DO THIS → Pull out and copy each line in the rows below that contains the word "black".

━━━━━ MATERIAL PROVIDED ━━━━━

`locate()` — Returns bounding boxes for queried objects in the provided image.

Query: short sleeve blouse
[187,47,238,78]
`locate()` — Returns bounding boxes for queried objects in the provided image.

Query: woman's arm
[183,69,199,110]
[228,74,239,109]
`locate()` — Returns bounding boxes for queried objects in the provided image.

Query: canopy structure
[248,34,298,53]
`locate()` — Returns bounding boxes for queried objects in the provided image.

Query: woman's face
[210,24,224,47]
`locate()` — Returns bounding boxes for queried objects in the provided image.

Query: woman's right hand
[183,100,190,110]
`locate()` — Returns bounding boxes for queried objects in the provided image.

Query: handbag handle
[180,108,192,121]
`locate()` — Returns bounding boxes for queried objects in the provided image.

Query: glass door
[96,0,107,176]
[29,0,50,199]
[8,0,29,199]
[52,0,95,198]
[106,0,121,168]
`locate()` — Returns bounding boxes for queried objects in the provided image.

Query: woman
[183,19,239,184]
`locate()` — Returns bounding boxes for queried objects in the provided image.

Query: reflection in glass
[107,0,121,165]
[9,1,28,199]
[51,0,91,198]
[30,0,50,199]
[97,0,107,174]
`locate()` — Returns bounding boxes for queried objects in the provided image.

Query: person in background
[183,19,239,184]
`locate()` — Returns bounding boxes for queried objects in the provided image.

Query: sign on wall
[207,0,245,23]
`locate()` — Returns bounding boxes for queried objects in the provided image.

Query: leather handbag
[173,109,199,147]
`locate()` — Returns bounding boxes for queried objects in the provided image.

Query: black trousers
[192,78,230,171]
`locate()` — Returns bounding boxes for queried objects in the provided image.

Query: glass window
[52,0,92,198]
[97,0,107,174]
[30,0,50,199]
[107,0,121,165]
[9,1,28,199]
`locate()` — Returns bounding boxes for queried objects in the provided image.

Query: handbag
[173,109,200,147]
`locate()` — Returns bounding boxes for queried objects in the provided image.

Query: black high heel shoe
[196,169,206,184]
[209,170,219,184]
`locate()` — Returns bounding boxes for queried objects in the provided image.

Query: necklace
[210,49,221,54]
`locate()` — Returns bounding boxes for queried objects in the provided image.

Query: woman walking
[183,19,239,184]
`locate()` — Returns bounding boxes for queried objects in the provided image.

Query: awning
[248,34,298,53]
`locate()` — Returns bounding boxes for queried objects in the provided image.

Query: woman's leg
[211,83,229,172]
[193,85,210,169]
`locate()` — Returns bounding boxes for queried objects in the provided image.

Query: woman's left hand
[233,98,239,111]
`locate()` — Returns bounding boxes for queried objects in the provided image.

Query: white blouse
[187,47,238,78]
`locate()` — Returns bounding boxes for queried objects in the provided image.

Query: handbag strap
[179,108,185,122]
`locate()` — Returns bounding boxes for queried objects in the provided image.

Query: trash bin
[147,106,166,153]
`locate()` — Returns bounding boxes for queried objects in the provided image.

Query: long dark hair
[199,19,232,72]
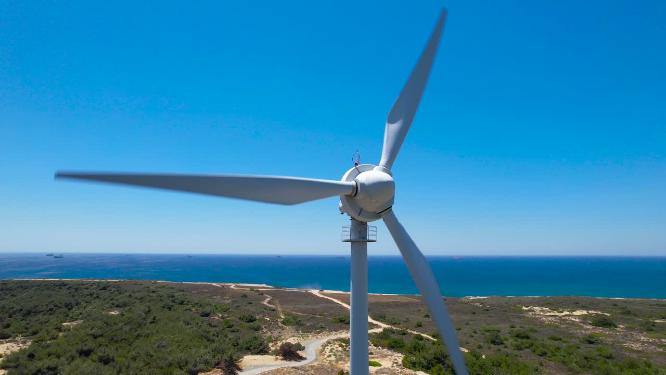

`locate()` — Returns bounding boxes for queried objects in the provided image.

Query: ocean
[0,253,666,298]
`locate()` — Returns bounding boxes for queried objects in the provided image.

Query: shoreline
[0,278,666,301]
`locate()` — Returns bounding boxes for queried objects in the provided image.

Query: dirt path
[214,284,467,375]
[310,289,435,341]
[239,332,349,375]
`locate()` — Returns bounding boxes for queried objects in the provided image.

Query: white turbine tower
[56,10,467,375]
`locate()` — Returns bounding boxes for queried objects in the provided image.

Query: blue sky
[0,1,666,255]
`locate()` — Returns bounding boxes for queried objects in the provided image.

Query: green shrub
[590,315,617,328]
[368,359,382,367]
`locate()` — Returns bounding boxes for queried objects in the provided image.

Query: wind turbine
[56,9,467,375]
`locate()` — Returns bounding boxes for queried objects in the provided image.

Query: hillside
[0,281,666,375]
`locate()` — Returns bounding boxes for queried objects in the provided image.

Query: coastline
[0,278,666,301]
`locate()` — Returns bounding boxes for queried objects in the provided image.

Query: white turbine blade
[379,9,446,169]
[382,210,467,375]
[55,172,355,205]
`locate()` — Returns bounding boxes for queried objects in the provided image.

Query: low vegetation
[0,281,268,375]
[277,342,305,361]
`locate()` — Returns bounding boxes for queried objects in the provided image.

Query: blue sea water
[0,253,666,298]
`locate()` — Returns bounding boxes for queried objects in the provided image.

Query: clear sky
[0,0,666,255]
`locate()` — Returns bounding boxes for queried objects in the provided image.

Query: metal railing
[340,225,377,242]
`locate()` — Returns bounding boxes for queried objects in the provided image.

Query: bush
[332,315,349,324]
[277,342,305,361]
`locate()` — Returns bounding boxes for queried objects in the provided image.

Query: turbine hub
[340,164,395,222]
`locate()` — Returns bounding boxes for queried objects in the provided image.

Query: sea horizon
[0,252,666,299]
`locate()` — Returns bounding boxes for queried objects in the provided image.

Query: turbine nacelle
[340,164,395,222]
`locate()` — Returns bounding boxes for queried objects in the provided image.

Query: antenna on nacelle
[352,150,361,167]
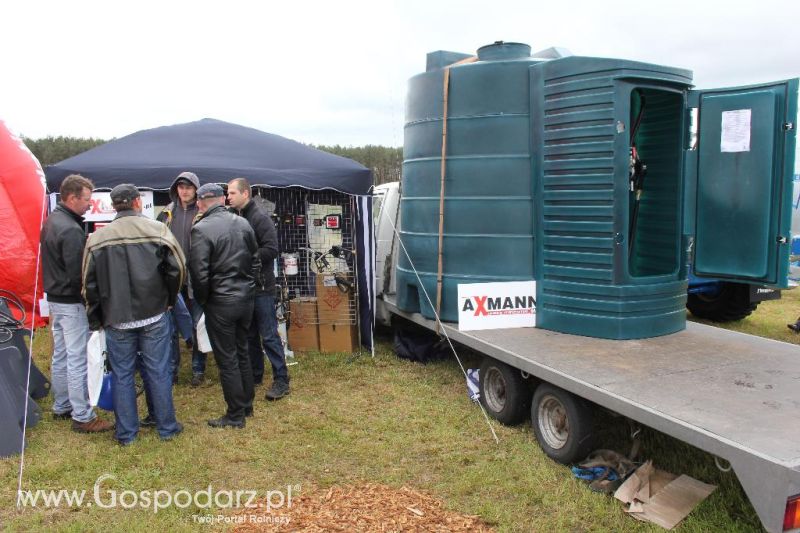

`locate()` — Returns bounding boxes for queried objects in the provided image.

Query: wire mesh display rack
[252,187,358,332]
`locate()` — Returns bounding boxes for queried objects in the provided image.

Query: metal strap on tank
[436,56,478,334]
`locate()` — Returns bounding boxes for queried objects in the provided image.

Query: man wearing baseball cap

━━━━━

RESPONSE →
Query: black trousers
Query: black high heel shoe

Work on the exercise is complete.